*Reading passage*:
— start —

Jean Ferris (January 24, 1939 – October 30, 2015) was an American writer best known for young adult fiction. She lived in San Diego, California, with her husband, a retired lawyer.

Biography
Ferris was born in Fort Leavenworth, Kansas. She started to write at seven years old, keeping a diary. She moved around frequently, attending three high schools and  Stanford University, for a B.A. and an M.A. in speech pathology and audiology. Ferris wrote her first novel for young adults (Amen, Moses Gardenia, published in 1983) when one of her children's 14-year-old friends tried to commit suicide. Since then she tried writing screenplays, adult mystery, adult historical novels, and middle-grade novels, but nothing suited her as well as writing for teens.  Her two daughters are teachers. Ferris' hobbies and interests included traveling, reading, long walks with friends, movies, theater, and reading books onto tape for the Braille Institute.

Awards
Awards include: American Library Association Best Books for Young Adults, American Library Association Popular Paperbacks for Young Readers, American Library Association Quick Picks for Young Adults, IRA Young Adult Choices, NCSS-CBC Notable Trade Book in the Field of Social Studies, and California Young Reader Medal.

— end —

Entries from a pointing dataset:
— start —

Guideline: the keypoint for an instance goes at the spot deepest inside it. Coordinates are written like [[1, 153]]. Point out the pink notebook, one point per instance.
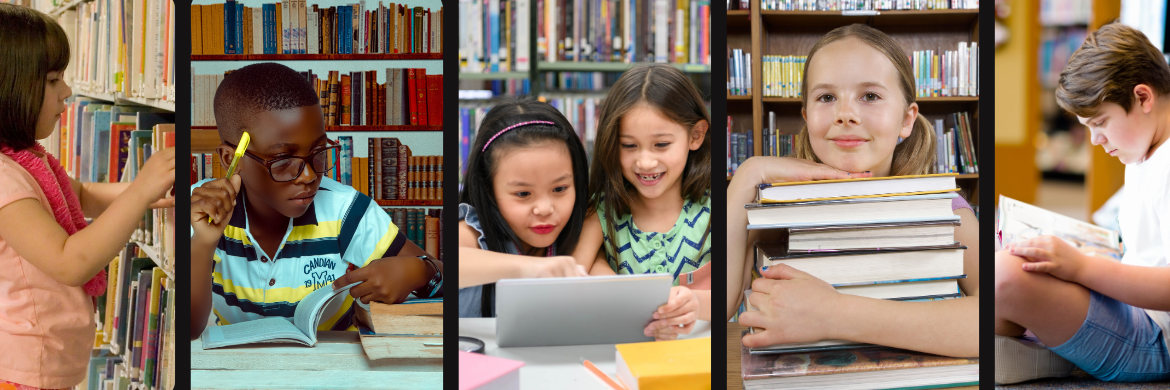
[[482, 371]]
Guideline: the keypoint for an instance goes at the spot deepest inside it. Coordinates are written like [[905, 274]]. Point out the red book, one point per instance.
[[412, 101], [434, 100], [421, 95]]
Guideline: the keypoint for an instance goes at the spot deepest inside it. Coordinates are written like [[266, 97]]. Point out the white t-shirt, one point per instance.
[[1144, 219]]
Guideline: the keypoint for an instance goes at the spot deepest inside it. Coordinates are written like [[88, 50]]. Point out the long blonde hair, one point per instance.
[[916, 154]]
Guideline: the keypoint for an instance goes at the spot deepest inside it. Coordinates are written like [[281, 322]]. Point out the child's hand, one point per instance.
[[676, 316], [1050, 254], [551, 267], [768, 169], [214, 198], [387, 280], [793, 307], [156, 177]]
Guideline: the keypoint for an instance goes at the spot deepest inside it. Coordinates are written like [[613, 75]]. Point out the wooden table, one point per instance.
[[734, 381], [336, 362]]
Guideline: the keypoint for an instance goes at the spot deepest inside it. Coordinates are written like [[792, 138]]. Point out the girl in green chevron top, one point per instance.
[[651, 179]]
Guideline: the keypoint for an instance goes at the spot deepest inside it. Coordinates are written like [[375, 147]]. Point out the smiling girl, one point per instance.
[[858, 98]]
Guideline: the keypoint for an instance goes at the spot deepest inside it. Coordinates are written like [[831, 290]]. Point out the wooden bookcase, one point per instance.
[[795, 32]]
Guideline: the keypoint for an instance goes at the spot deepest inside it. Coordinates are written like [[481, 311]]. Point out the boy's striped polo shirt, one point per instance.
[[342, 227]]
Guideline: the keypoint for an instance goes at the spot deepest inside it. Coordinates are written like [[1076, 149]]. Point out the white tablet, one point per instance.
[[578, 310]]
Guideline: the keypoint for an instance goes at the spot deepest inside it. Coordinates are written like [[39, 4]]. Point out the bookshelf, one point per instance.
[[123, 89], [768, 33]]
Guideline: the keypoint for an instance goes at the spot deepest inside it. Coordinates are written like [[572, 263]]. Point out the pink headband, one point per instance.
[[514, 127]]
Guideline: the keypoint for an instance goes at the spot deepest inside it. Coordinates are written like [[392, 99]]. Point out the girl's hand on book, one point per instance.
[[551, 267], [676, 316], [1050, 254], [792, 307], [768, 169], [214, 199], [387, 280], [156, 177]]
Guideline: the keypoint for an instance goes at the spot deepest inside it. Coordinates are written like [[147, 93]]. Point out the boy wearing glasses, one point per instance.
[[280, 228]]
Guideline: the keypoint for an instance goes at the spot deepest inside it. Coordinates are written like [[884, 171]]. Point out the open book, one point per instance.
[[1020, 221], [303, 328]]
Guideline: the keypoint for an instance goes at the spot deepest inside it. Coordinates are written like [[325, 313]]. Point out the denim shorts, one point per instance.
[[1117, 342]]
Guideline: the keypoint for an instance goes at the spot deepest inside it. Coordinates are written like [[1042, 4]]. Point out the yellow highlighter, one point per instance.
[[239, 152]]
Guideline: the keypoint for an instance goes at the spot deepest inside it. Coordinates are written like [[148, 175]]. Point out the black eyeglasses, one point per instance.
[[288, 169]]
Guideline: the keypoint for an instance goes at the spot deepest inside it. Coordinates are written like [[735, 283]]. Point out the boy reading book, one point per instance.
[[1105, 316], [281, 230]]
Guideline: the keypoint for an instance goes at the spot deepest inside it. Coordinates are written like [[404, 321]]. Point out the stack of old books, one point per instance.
[[889, 238]]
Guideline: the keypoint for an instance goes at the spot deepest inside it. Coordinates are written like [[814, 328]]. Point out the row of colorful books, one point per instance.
[[956, 145], [882, 238], [135, 342], [866, 5], [295, 27], [421, 226], [948, 73], [583, 31], [407, 97], [122, 47], [738, 73], [783, 75], [397, 173]]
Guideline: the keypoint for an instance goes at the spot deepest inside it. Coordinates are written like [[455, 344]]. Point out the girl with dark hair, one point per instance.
[[54, 264], [523, 202], [651, 182]]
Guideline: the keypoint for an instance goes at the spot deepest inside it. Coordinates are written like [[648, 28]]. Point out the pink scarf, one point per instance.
[[63, 202]]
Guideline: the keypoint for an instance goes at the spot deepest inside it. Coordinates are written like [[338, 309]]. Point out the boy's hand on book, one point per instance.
[[676, 316], [792, 307], [768, 169], [156, 177], [387, 280], [551, 267], [217, 199], [1052, 255]]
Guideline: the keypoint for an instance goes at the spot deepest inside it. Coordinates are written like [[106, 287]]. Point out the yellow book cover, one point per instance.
[[763, 187], [666, 364]]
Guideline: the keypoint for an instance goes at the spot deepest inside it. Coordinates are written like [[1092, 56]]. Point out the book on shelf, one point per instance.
[[297, 27], [853, 211], [497, 35], [738, 73], [783, 75], [1017, 221], [865, 5], [414, 316], [956, 145], [407, 97], [665, 364], [861, 187], [855, 367], [947, 73], [302, 328], [122, 48]]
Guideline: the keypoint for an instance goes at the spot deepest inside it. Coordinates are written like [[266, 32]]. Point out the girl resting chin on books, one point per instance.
[[858, 98], [54, 264], [522, 204]]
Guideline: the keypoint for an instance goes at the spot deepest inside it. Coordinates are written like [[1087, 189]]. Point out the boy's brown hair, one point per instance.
[[1112, 61]]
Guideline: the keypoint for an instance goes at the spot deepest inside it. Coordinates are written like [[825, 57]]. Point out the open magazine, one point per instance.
[[302, 329], [1020, 221]]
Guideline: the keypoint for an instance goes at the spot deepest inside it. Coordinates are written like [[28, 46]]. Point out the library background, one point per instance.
[[122, 109]]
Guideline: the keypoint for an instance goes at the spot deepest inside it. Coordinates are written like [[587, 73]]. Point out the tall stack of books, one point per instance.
[[888, 238]]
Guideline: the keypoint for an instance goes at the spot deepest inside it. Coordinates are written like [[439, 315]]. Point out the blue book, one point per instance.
[[239, 27], [229, 27]]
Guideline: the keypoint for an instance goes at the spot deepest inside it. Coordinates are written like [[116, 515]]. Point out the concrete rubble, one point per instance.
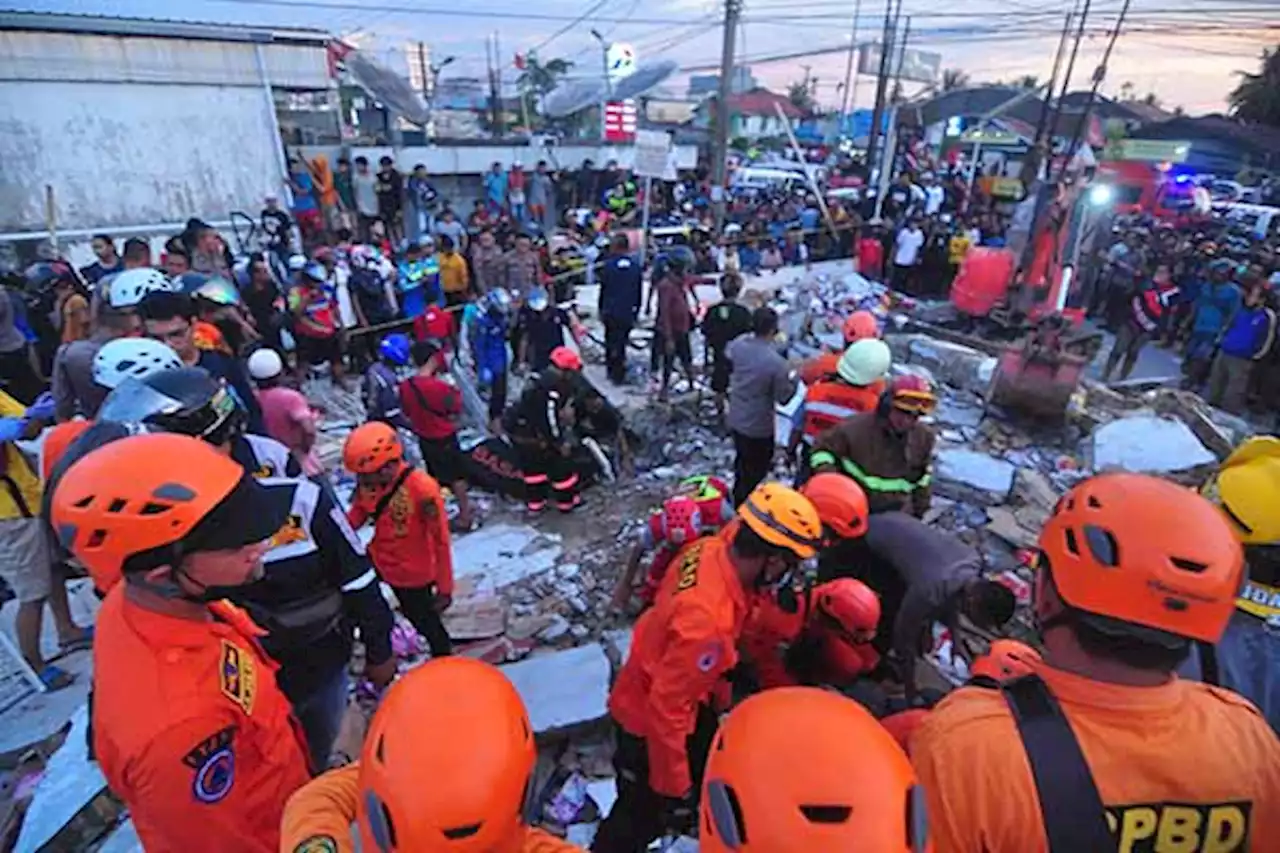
[[531, 594]]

— end —

*Tasks for this exercise*:
(1) Reproduce the passage of the Jean Ferris biography starting at "Jean Ferris (January" and ending at "a retired lawyer.".
(2) Rewrite the records starting at their first line and ending at the line that contains "[[1144, 219]]", replacing "Point out" with "Mark" and leaving everything else unchanged. Give only those lines, and leave out the pictures.
The Jean Ferris biography and the records come from unrelated sources.

*The results*:
(1)
Jean Ferris (January 24, 1939 – October 30, 2015) was an American writer best known for young adult fiction. She lived in San Diego, California, with her husband, a retired lawyer.

(2)
Guideline: the keypoint for an instance goes at the spot deepest inside it. Coordinates are written like [[1, 153]]. Mark the pink notebook, one point per instance.
[[482, 371]]
Guideline: the keypoint for an instance goes at the spot deepest inside it. Coordinates are written like [[905, 274]]. Mark the red book, one point per instance.
[[412, 101], [434, 100], [421, 95]]
Guideline: the keypoint for an instance goes at the spot deepest inside it. Coordinates are written like [[266, 97]]. Mark the white t-shirt, one point per instance.
[[1144, 219]]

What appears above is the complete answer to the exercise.